[DIRECTIVE]
Render the stretch of items from the line containing "of the studio" through the end of the items as a Markdown table with the columns Row and Line, one numbered row per line and no blank lines. Leave the pictures out of the table.
START DATASET RECORDS
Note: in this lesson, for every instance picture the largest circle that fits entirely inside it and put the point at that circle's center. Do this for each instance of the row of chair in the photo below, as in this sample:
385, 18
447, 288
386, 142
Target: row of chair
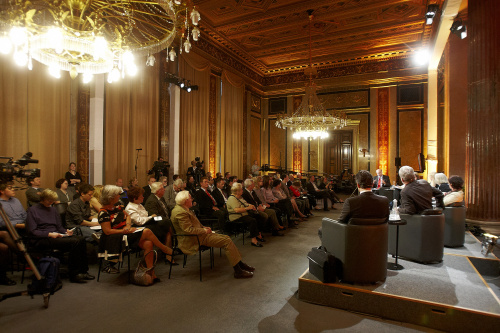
362, 245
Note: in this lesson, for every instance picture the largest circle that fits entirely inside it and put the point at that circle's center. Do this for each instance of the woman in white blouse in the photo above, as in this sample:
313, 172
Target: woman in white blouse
140, 217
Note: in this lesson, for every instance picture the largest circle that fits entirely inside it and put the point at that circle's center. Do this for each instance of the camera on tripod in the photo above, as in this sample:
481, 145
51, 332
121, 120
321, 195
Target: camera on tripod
14, 170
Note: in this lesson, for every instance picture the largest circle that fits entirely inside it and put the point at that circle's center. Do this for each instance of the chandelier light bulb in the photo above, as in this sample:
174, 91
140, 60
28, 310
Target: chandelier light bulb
56, 38
172, 54
187, 46
5, 45
100, 46
195, 16
150, 61
73, 73
21, 58
55, 72
196, 34
87, 77
18, 35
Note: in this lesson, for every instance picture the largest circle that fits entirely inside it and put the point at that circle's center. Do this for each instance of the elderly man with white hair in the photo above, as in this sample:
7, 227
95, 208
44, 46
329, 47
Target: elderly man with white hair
186, 222
416, 196
171, 191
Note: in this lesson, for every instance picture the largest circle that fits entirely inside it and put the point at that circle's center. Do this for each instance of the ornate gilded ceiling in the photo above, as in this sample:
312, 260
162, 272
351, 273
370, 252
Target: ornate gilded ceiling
271, 36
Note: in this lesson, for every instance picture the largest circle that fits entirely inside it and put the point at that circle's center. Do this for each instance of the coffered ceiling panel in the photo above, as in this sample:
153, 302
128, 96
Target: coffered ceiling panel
271, 36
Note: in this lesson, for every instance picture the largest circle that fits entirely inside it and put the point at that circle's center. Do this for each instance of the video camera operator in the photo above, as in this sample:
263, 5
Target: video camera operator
160, 168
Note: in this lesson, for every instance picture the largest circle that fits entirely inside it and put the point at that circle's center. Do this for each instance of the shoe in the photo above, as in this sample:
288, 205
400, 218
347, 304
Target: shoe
245, 267
167, 262
277, 233
79, 278
7, 282
240, 273
111, 270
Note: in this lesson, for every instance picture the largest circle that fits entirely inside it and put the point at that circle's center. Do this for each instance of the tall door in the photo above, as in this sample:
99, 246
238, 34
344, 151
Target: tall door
338, 152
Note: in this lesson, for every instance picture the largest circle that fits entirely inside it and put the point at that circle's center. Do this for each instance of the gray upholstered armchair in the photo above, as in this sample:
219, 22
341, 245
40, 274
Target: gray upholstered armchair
421, 239
361, 247
454, 226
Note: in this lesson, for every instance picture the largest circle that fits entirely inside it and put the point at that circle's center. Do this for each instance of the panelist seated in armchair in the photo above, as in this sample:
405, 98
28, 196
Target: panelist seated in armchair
185, 222
416, 196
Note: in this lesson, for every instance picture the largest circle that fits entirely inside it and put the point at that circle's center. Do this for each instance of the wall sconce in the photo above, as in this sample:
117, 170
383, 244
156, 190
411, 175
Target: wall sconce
364, 151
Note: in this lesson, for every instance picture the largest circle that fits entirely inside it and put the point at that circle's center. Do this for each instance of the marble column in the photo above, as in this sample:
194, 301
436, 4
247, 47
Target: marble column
483, 115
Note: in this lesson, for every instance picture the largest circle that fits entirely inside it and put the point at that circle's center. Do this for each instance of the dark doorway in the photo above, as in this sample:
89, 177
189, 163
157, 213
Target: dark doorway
338, 152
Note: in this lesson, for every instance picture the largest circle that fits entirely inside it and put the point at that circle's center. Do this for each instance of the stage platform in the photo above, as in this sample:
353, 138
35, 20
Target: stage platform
461, 294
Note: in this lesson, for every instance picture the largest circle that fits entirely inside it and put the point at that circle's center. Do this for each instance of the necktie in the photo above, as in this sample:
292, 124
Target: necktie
213, 200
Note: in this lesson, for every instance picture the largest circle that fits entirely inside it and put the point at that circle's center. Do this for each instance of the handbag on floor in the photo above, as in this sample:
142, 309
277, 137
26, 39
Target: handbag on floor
143, 275
322, 265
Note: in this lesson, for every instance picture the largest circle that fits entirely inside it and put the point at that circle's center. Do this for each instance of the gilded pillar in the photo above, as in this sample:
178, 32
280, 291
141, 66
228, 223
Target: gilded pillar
483, 115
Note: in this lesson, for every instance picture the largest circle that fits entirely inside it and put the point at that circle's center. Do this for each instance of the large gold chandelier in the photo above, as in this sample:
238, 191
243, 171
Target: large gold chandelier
311, 120
94, 37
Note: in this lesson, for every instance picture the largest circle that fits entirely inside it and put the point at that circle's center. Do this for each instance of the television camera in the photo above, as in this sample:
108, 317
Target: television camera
14, 170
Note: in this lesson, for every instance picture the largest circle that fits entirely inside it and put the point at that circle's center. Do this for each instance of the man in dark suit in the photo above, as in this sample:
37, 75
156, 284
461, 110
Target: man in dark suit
155, 205
147, 188
367, 204
381, 180
207, 203
34, 191
416, 196
270, 215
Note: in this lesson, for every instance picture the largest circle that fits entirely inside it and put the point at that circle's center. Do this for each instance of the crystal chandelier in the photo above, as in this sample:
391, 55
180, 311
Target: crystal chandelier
95, 37
311, 120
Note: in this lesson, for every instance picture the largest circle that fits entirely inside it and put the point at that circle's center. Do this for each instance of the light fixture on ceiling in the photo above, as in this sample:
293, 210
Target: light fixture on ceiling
94, 37
459, 28
311, 120
431, 12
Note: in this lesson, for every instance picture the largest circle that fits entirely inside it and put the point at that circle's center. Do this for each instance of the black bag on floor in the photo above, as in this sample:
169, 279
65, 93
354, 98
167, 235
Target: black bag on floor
50, 283
322, 265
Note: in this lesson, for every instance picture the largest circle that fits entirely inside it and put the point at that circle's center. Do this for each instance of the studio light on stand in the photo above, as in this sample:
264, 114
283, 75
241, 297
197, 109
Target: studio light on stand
459, 28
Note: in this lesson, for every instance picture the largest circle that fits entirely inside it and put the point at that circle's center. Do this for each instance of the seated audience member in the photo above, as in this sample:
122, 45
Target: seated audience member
191, 185
185, 222
140, 217
239, 209
283, 200
296, 193
115, 223
456, 196
416, 196
147, 189
44, 226
442, 182
164, 181
367, 204
62, 191
219, 194
95, 205
328, 186
78, 213
170, 193
12, 206
6, 243
251, 197
319, 194
34, 191
381, 180
73, 177
208, 204
155, 205
133, 182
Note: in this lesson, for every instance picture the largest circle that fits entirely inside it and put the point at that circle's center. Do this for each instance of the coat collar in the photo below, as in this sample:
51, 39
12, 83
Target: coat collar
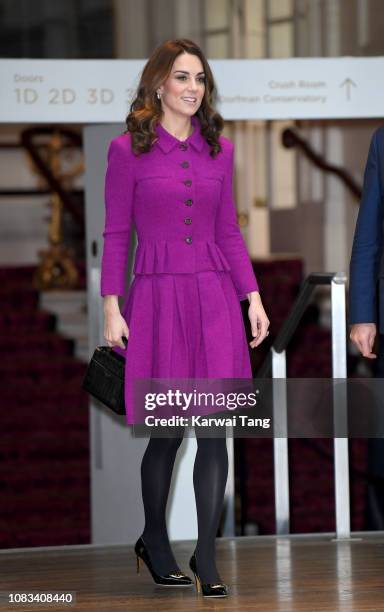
167, 141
END DATASET RECORDS
[THE ANSWER]
| Row | Line |
|---|---|
| 1 | Note: in this lesson, for every instance picture the largest circle that fits entirely inside it and put the point at that circle's center. Do this for each instance of the studio light on stand in the photo above, as in this sample: |
| 2 | 264, 114 |
| 3 | 283, 75 |
| 4 | 241, 297 |
| 5 | 197, 109 |
| 6 | Target: studio light on stand |
| 7 | 459, 28 |
| 8 | Note: in this lesson, for every instance picture the largest circle that fits entirely inside it and put the point at that circle's center. Do this for each instance of the seated audience member in the photo above, as in this sample: |
| 9 | 122, 45 |
| 10 | Target: seated audience member |
| 11 | 191, 185 |
| 12 | 185, 222 |
| 13 | 140, 217 |
| 14 | 239, 209 |
| 15 | 283, 200 |
| 16 | 296, 193 |
| 17 | 115, 223 |
| 18 | 456, 196 |
| 19 | 416, 196 |
| 20 | 147, 189 |
| 21 | 44, 226 |
| 22 | 442, 182 |
| 23 | 164, 181 |
| 24 | 367, 204 |
| 25 | 62, 191 |
| 26 | 219, 194 |
| 27 | 95, 205 |
| 28 | 328, 186 |
| 29 | 78, 213 |
| 30 | 170, 193 |
| 31 | 12, 206 |
| 32 | 6, 243 |
| 33 | 251, 197 |
| 34 | 319, 194 |
| 35 | 34, 191 |
| 36 | 381, 180 |
| 37 | 73, 177 |
| 38 | 208, 204 |
| 39 | 155, 205 |
| 40 | 133, 182 |
| 41 | Note: in this lesson, for every instance picture the largest circle that fits entirely inside it and put the point at that circle's center. Do this for each instance of the coat collar in the photo below, as in this sample: |
| 42 | 51, 39 |
| 43 | 12, 83 |
| 44 | Target: coat collar |
| 45 | 167, 141 |